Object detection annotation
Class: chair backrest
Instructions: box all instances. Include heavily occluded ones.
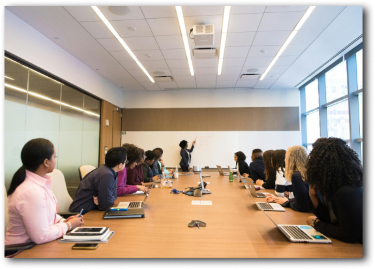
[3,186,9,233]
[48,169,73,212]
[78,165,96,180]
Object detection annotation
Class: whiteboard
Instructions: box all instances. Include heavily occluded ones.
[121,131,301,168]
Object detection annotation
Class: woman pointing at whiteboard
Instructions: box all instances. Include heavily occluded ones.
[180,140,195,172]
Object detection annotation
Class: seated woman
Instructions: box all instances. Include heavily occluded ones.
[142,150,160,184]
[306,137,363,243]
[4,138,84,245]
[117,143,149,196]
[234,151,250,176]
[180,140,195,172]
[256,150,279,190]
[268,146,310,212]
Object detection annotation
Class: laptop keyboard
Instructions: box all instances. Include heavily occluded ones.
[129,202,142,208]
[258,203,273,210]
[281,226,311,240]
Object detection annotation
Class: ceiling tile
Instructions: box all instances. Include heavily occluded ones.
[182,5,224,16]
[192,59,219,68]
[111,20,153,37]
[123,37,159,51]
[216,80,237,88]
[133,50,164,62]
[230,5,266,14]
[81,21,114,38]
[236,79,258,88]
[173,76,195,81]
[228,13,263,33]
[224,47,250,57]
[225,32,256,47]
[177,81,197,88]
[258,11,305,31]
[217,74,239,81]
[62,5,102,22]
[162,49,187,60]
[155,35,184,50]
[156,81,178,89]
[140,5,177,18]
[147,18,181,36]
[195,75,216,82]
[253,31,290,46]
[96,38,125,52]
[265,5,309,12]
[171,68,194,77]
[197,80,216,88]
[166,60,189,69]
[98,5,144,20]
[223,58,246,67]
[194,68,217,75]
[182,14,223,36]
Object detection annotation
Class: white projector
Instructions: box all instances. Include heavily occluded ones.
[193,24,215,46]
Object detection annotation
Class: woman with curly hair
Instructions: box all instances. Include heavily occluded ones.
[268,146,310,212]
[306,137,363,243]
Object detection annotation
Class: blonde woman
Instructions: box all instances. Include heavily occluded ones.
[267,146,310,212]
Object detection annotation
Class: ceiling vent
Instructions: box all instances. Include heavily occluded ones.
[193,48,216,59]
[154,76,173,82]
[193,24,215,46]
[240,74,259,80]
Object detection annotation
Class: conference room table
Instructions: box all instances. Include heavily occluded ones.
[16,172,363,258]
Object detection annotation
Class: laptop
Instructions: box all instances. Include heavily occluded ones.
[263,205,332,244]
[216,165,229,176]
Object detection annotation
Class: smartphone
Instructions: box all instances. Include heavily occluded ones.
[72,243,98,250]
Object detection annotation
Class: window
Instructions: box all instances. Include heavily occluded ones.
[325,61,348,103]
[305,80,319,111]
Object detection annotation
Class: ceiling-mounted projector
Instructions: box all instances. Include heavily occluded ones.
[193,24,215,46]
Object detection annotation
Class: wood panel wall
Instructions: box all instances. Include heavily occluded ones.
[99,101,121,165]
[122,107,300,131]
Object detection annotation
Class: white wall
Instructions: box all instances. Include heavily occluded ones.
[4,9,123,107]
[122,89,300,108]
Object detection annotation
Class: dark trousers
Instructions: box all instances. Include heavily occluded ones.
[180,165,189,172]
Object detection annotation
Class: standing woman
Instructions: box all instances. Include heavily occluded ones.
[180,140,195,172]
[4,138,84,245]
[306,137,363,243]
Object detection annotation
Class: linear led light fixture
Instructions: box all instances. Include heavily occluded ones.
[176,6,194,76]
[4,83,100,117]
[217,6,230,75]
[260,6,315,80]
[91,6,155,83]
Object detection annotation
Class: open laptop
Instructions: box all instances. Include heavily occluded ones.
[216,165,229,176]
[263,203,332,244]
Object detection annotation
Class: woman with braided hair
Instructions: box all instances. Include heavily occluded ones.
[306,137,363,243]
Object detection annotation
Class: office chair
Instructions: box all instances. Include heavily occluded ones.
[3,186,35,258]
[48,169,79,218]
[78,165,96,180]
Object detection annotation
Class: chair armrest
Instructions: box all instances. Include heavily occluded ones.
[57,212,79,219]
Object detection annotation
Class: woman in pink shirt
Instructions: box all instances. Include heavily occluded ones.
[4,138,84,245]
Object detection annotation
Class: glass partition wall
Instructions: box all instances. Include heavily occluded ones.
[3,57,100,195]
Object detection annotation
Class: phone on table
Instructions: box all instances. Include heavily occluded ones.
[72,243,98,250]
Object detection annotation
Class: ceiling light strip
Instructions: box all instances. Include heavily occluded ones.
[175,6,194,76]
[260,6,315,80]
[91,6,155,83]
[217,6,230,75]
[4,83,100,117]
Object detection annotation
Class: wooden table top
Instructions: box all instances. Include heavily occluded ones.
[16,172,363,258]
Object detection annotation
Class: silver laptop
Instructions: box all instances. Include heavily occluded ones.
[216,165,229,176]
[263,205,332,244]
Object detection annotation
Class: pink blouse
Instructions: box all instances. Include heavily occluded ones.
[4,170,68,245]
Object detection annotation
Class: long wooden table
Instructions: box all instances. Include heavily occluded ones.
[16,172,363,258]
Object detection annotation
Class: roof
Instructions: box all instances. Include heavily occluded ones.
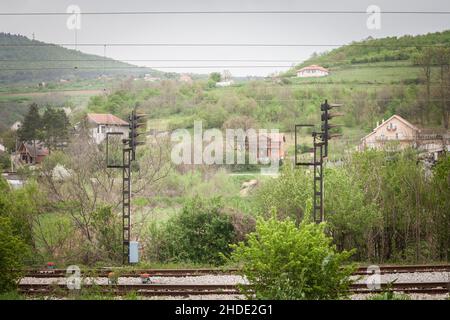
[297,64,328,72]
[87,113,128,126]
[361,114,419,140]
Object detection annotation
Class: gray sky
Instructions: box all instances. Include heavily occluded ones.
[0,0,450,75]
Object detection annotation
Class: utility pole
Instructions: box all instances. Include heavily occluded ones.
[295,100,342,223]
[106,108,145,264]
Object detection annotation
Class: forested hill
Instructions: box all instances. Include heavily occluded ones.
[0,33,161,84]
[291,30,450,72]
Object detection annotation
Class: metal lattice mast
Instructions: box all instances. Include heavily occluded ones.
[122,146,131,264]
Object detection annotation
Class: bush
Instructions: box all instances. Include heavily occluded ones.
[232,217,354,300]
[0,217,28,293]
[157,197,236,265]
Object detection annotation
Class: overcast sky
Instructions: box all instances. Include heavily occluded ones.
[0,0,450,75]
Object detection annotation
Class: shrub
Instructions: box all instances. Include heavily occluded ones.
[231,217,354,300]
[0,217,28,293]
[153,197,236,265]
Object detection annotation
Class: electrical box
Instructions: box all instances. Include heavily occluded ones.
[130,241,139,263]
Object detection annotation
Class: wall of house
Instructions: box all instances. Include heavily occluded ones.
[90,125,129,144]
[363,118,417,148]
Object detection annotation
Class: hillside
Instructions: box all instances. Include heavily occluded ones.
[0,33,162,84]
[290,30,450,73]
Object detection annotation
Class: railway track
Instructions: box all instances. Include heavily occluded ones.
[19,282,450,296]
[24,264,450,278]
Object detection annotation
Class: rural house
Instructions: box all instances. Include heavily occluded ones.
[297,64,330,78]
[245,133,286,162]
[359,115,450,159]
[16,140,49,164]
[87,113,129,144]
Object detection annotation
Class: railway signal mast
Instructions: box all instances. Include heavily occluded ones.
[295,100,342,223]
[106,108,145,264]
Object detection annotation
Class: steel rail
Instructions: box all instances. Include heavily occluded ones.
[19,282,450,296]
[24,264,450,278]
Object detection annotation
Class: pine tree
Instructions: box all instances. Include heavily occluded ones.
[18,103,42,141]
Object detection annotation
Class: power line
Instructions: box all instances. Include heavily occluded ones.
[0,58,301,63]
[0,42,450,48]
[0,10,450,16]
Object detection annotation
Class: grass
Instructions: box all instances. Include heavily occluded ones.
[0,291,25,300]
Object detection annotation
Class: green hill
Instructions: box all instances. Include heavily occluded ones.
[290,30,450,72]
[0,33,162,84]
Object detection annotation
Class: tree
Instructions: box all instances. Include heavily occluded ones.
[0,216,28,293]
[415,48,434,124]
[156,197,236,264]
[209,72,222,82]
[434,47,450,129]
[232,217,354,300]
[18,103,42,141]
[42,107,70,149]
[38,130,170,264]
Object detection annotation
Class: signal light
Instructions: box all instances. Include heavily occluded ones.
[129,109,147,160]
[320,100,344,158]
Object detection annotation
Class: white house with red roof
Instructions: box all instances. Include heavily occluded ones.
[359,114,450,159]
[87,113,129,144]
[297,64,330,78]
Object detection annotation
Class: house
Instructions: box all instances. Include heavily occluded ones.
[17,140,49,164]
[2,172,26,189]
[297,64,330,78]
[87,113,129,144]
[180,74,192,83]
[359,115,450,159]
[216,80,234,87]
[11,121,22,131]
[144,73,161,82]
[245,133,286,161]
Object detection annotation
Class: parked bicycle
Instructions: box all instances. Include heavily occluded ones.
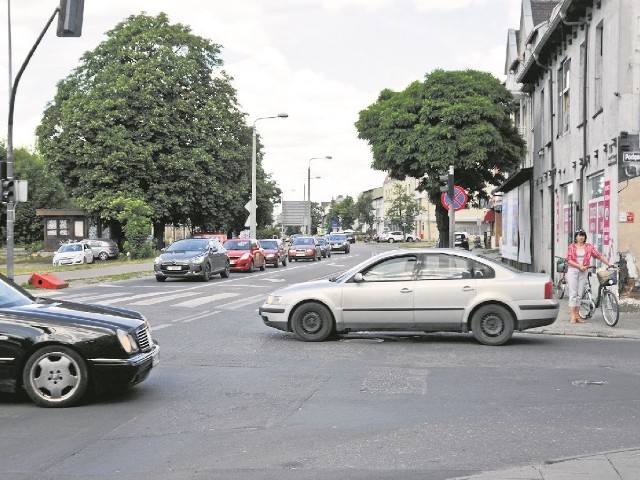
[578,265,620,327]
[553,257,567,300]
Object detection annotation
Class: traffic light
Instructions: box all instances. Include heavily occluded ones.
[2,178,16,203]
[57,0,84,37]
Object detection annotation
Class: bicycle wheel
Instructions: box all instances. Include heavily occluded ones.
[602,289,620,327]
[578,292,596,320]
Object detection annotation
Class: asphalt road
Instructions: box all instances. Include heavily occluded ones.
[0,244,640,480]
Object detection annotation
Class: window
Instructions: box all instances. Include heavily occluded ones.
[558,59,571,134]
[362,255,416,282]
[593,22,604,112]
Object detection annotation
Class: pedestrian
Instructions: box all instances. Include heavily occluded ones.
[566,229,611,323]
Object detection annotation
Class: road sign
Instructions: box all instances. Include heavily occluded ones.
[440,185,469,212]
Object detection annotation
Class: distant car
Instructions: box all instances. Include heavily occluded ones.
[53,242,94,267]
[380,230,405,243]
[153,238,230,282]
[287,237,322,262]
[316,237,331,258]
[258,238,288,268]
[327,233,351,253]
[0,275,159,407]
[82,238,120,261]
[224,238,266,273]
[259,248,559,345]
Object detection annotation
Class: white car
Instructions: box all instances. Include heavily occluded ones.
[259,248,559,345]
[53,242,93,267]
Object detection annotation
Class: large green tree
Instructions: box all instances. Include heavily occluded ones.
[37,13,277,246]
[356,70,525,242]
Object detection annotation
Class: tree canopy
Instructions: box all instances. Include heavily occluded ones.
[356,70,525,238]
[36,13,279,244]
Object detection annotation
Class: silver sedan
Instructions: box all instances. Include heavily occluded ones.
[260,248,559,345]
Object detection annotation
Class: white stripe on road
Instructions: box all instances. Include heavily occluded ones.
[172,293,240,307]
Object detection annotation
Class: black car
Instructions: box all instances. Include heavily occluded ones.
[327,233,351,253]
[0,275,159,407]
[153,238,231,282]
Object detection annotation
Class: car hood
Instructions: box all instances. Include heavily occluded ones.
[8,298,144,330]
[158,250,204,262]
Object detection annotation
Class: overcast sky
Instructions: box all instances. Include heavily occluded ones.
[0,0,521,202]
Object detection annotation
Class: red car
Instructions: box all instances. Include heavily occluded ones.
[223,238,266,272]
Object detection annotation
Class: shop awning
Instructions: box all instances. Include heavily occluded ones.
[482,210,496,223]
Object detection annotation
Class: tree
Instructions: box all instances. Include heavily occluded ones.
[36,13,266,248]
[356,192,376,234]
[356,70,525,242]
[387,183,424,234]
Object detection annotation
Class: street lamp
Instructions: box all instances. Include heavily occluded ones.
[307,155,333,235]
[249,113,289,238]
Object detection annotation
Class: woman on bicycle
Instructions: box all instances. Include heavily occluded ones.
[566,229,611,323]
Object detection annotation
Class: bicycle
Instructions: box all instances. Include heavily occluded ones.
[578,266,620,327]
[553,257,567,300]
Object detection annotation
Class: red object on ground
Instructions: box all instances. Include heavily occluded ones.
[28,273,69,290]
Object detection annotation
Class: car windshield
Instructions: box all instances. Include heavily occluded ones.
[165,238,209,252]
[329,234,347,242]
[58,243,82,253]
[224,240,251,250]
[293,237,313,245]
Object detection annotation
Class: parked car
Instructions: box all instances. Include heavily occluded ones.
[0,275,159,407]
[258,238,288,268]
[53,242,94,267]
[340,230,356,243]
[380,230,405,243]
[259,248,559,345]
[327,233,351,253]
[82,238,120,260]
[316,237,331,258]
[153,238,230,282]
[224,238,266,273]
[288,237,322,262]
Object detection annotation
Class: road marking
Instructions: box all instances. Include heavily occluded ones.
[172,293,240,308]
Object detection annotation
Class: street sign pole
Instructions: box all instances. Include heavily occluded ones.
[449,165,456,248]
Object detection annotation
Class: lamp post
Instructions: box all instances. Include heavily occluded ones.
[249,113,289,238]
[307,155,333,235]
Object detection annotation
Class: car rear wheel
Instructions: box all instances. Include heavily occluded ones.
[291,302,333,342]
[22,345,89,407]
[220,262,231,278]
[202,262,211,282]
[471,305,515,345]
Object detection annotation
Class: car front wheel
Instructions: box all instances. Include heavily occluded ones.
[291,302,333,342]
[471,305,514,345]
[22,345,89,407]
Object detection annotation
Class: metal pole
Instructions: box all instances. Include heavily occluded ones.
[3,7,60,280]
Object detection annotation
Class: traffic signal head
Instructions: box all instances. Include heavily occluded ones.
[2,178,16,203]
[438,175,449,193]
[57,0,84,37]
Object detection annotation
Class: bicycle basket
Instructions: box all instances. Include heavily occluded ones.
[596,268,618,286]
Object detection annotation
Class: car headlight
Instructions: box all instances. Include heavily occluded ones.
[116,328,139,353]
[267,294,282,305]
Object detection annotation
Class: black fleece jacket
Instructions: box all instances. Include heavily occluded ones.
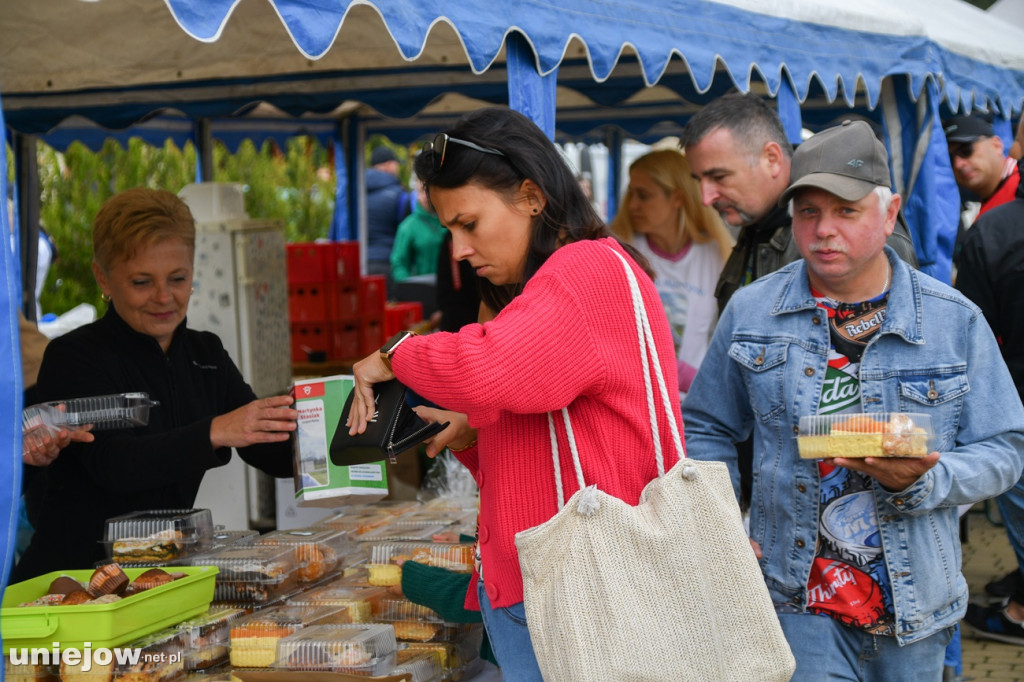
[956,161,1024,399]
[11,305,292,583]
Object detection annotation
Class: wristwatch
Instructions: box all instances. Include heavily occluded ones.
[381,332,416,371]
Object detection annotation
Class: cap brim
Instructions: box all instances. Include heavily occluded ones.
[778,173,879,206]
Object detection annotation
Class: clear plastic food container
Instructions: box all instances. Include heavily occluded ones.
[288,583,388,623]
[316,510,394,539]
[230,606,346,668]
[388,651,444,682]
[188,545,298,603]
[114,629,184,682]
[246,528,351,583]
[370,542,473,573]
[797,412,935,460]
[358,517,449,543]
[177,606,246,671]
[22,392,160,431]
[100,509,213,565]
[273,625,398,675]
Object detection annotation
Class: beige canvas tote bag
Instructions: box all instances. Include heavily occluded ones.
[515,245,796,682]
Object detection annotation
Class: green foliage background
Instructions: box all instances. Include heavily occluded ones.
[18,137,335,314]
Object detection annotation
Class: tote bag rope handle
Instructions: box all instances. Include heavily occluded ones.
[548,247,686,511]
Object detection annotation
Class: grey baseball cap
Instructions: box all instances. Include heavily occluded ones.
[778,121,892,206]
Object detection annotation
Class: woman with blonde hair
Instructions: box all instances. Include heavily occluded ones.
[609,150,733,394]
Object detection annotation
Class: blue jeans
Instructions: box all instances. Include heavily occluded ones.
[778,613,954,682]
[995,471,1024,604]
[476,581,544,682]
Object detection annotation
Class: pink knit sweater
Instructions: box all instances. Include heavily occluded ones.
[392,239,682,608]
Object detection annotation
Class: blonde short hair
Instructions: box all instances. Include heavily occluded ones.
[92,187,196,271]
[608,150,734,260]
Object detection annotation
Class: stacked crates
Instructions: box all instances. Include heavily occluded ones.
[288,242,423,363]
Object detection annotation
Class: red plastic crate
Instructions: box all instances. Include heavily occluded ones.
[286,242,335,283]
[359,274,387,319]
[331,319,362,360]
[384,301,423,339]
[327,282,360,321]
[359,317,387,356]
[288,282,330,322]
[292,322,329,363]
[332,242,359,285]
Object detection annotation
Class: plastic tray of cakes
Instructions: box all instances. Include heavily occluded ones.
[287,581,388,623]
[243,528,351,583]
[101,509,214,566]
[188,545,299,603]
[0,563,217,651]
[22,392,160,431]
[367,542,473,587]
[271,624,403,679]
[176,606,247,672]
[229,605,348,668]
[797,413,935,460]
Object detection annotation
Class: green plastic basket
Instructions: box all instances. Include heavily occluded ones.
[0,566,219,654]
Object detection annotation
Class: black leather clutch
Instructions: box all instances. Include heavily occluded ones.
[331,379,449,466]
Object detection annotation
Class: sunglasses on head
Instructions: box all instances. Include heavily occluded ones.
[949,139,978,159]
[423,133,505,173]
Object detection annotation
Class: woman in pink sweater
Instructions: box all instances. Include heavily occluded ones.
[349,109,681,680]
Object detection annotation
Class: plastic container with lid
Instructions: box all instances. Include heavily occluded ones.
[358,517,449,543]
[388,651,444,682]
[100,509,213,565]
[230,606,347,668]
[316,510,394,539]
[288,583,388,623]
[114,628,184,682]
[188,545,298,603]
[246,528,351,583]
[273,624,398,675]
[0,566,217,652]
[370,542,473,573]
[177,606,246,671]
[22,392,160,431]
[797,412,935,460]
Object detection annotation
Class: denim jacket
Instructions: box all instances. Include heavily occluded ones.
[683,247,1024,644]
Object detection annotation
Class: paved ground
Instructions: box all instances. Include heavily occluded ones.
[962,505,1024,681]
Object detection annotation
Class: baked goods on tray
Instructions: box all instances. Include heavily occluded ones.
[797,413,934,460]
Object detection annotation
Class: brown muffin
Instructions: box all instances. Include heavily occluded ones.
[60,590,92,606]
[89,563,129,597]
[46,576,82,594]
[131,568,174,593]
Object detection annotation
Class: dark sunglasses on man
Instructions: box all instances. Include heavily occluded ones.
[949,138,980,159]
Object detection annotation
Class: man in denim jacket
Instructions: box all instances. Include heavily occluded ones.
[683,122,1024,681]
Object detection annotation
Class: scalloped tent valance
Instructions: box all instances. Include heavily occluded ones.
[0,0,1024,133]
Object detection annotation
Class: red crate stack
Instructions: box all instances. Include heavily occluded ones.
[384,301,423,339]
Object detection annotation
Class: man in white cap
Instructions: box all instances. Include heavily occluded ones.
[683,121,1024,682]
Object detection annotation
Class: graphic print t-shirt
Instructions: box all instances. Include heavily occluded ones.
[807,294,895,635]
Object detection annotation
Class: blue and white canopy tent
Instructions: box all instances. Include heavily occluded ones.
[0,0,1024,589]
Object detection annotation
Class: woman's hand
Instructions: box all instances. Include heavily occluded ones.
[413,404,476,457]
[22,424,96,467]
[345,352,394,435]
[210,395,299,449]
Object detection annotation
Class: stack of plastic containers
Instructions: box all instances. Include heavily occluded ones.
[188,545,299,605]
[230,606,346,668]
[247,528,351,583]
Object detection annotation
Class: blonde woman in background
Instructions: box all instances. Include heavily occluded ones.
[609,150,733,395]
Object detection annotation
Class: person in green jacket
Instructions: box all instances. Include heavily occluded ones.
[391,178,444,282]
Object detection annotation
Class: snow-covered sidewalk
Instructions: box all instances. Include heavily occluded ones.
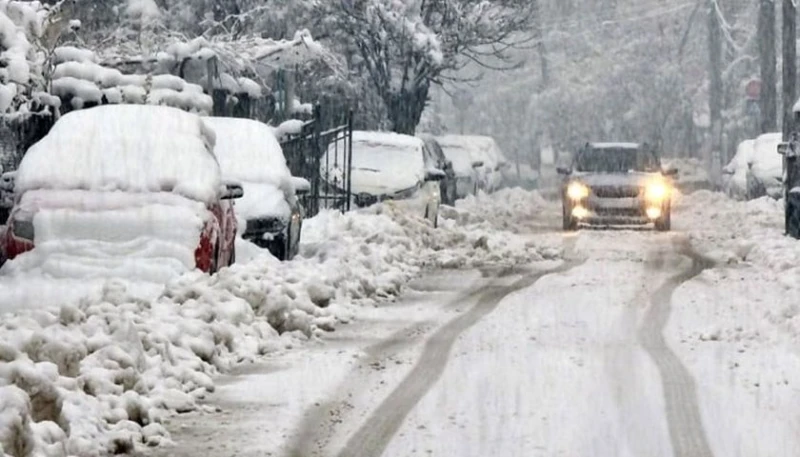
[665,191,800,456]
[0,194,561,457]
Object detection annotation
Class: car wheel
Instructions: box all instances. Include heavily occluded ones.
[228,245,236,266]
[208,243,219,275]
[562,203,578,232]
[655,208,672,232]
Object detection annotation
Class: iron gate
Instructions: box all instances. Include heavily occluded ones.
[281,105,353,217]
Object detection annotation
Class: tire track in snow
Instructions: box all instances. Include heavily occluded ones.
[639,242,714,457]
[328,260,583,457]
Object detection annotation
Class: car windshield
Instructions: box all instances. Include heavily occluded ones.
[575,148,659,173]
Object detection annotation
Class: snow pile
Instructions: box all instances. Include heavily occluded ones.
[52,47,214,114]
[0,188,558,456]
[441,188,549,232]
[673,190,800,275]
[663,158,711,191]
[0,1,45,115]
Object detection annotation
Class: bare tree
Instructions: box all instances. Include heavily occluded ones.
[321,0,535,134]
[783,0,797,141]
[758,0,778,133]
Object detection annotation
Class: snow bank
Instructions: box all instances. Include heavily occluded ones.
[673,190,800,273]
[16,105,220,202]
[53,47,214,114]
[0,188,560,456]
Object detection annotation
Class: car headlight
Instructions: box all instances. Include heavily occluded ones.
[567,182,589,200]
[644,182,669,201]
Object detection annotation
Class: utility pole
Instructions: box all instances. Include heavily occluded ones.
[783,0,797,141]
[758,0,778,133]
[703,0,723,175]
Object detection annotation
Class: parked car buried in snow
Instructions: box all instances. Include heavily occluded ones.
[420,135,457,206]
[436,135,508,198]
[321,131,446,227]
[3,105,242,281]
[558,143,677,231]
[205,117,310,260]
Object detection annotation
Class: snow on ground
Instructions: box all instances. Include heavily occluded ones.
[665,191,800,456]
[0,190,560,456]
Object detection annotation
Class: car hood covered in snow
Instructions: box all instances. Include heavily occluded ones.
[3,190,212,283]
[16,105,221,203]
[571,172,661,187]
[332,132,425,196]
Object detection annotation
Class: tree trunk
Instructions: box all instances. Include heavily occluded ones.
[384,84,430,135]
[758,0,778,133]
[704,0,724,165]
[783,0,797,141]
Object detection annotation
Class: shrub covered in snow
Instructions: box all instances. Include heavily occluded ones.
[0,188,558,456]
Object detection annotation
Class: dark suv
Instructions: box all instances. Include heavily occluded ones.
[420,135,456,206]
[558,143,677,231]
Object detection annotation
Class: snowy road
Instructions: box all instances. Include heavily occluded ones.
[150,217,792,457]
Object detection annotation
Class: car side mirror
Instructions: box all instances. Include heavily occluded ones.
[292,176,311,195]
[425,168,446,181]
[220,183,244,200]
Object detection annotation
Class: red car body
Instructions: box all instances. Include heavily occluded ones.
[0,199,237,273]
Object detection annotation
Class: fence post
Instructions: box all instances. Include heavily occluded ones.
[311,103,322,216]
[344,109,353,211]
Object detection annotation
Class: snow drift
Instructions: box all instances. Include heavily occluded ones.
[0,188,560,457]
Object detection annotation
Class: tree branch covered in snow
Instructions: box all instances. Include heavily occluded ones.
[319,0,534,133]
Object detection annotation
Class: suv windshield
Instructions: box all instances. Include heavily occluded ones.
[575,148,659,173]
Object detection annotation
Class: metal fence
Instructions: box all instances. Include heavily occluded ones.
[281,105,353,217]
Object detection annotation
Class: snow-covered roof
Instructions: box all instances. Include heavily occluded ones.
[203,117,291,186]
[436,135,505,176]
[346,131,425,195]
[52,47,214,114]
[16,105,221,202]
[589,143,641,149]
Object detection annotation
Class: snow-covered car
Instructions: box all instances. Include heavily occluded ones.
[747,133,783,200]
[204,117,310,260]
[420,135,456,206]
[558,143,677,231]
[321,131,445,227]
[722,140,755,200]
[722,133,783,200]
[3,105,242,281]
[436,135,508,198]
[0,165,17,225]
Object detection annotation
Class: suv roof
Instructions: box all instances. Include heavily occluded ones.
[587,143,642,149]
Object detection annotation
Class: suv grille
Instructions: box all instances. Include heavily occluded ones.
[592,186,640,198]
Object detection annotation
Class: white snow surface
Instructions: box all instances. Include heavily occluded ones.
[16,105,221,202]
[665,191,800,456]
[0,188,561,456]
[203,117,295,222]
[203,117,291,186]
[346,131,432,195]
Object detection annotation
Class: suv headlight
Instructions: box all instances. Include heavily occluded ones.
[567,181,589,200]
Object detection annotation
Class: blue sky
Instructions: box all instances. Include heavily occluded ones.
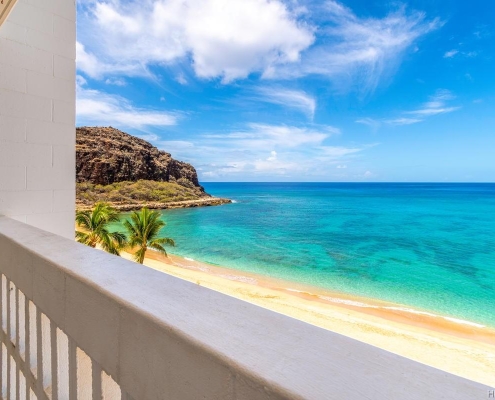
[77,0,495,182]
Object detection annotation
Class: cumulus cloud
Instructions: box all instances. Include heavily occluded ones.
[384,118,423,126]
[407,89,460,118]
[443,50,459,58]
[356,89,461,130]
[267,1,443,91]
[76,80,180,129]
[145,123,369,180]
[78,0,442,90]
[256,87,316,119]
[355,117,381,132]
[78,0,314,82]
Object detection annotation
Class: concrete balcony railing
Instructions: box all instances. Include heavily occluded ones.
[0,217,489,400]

---

◆ **PROMPT**
How many lines in the data above contain the string "table"? Reply with the number only.

◆ **RESPONSE FOR THIS EXERCISE**
4